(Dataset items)
· · · · · · ·

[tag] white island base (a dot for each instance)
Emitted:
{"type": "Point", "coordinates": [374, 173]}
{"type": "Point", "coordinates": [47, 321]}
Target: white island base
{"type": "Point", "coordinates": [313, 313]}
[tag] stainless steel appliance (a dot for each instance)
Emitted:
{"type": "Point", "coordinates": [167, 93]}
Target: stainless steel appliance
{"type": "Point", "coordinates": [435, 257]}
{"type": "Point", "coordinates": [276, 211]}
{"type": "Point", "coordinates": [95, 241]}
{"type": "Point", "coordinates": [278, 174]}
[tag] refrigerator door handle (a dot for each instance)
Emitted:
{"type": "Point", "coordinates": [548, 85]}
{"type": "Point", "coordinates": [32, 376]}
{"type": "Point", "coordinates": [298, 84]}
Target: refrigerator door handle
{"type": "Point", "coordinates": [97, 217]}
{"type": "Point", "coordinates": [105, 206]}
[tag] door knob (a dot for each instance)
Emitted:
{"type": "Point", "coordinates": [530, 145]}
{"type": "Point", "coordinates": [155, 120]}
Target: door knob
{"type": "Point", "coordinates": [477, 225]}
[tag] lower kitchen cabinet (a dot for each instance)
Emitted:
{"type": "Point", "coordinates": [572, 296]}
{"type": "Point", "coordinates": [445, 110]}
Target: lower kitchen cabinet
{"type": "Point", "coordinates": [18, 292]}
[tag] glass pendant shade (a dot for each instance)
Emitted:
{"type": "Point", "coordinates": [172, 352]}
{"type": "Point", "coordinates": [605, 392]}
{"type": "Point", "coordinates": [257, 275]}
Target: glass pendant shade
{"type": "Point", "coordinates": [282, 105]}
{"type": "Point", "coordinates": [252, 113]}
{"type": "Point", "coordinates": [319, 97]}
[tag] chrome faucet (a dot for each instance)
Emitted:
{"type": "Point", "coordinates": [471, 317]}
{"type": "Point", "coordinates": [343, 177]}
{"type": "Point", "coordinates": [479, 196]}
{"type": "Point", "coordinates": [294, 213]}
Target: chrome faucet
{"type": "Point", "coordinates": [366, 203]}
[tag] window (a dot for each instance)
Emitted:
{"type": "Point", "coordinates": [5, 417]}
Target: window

· · · · · · ·

Request: Output all of the items above again, line for line, with no changes.

Task answer:
[tag] white island base (a dot for each instance)
Emitted:
{"type": "Point", "coordinates": [374, 173]}
{"type": "Point", "coordinates": [47, 321]}
Target: white island base
{"type": "Point", "coordinates": [313, 313]}
[tag] stainless steel appliance (a dot for each instance)
Emitted:
{"type": "Point", "coordinates": [167, 93]}
Target: stainless steel appliance
{"type": "Point", "coordinates": [435, 257]}
{"type": "Point", "coordinates": [276, 211]}
{"type": "Point", "coordinates": [95, 241]}
{"type": "Point", "coordinates": [278, 174]}
[tag] refrigerator door handle (a dot for each instance)
Emitted:
{"type": "Point", "coordinates": [548, 85]}
{"type": "Point", "coordinates": [32, 376]}
{"type": "Point", "coordinates": [298, 84]}
Target: refrigerator door handle
{"type": "Point", "coordinates": [97, 217]}
{"type": "Point", "coordinates": [105, 206]}
[tag] door knob (a dot for each instance)
Emitted:
{"type": "Point", "coordinates": [530, 145]}
{"type": "Point", "coordinates": [155, 120]}
Target: door knob
{"type": "Point", "coordinates": [477, 225]}
[tag] lower kitchen cabinet (a dot for each instance)
Emitted:
{"type": "Point", "coordinates": [572, 296]}
{"type": "Point", "coordinates": [445, 110]}
Target: lower kitchen cabinet
{"type": "Point", "coordinates": [18, 292]}
[tag] glass pendant shade (a dot for each instance)
Emitted:
{"type": "Point", "coordinates": [172, 352]}
{"type": "Point", "coordinates": [605, 392]}
{"type": "Point", "coordinates": [257, 275]}
Target: glass pendant shade
{"type": "Point", "coordinates": [282, 105]}
{"type": "Point", "coordinates": [252, 113]}
{"type": "Point", "coordinates": [319, 97]}
[tag] chrome faucet (a dot for each instance)
Emitted:
{"type": "Point", "coordinates": [471, 317]}
{"type": "Point", "coordinates": [343, 177]}
{"type": "Point", "coordinates": [479, 196]}
{"type": "Point", "coordinates": [294, 213]}
Target: chrome faucet
{"type": "Point", "coordinates": [366, 203]}
[tag] window (a dot for each instance)
Emitted:
{"type": "Point", "coordinates": [5, 417]}
Target: window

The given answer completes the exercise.